> **ACTIVITY A**
Say whether each statement agrees with the account of the 2011 Heritage Tour. Answer yes or no for each, quoting the words of the account that decide it. (i) Anna Nitschmann was chosen by lot as elder at age 15. (ii) Zinzendorf was married to Dorothea for 24 years. (iii) Charlemagne appointed his daughter as abbess of the Fraumünster Abbey.
> **ACTIVITY B**
List every place the account of the 2011 Heritage Tour says the tour passed through on the way from Herrnhut to Zurich.

----- TEXT SEGMENT

The 2011 Heritage Tour ended this weekend after a visit to Worms, famous for Luther’s trial, and a delightful drive along the Rhine where we encountered yet another outstanding woman who counselled and reprimanded popes and emperors– the formidable figure of Hildegard of Bingen.
This gifted and prodigious abbess was the last of a number of significant women in church history we met on this year’s tour.
• Last weekend in Herrnhut we visited the grave of Anna Nitschmann (1715-1760) in Gottes Akker, the Herrnhut cemetery. She was the second wife of Count Nicolas von Zinzendorf, the leader of the new Moravian movement, after the death of Dorothea with whom he was married for 34 years, and who bore him 12 children.
Anna’s marriage to the count for the last three years of his (and her) life was rather startling for several reasons: she was 15 years his junior, she was a commoner and Dorothea had only died a year earlier. But Anna was a remarkable young woman when she first joined the Hernnhut community. Only 12 years old when the community had experienced a spiritual renewal in 1727, she was at the forefront of organising worship and ministry among the young women of Herrnhut. At age 15 she was chosen by lot as elder. When Zinzendorf strongly advised her to refuse the appointment, she respectfully reminded the nobleman that she was accepting the appointment as from the Lord. Three years later she was to become head elder of the community for a season. She engaged in pioneer mission work in America, and wrote more than 30 published hymns.
• Passing on through Prague, Dachau, Augsburg and St Gallen, we arrived in Zurich, a city in which women played a founding role. Two of the city’s three patron saints were Egyptian women, Regula and her servant Exuperantia. The third was Regula’s brother Felix. These three believers, stationed in Helvetia with the Theban legion of the Roman army, were beheaded on the site of the future Zurich for refusing to worship Roman gods. Legend has it that Charlemagne built the Grossmünster on the site of their burial. Charlemagne’s grandson appointed his daughter as abbess of the Fraumünster Abbey on the opposite bank.
Succeding abbesses virtually ruled the growing city as it attracted streams of pilgrims to the site of the saints’ martydom. Later, in 1298, women dressed up in soldiers’ armour and, equipped with spears and shields, frightened off an attack from an Austrian/Hapsburg army. (See mural)

----------
----- INFORMATION SHOWN

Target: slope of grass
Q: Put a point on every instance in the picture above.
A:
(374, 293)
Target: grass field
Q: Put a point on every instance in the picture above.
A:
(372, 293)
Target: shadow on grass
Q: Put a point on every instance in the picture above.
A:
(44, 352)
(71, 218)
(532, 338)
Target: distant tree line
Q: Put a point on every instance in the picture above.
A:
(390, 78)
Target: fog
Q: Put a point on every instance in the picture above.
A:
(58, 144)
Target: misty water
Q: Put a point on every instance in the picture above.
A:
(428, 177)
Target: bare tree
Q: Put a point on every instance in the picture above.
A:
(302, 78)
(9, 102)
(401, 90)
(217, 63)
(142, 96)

----------
----- INFORMATION SHOWN

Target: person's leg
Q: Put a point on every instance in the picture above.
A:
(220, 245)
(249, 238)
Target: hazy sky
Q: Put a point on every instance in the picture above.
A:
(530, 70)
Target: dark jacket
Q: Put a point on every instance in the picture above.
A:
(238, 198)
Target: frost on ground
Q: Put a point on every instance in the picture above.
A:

----------

> **REPLY A**
(i) Yes: "At age 15 she was chosen by lot as elder."
(ii) No: "with whom he was married for 34 years"
(iii) No: "Charlemagne’s grandson appointed his daughter as abbess of the Fraumünster Abbey on the opposite bank."

> **REPLY B**
Prague, Dachau, Augsburg, St Gallen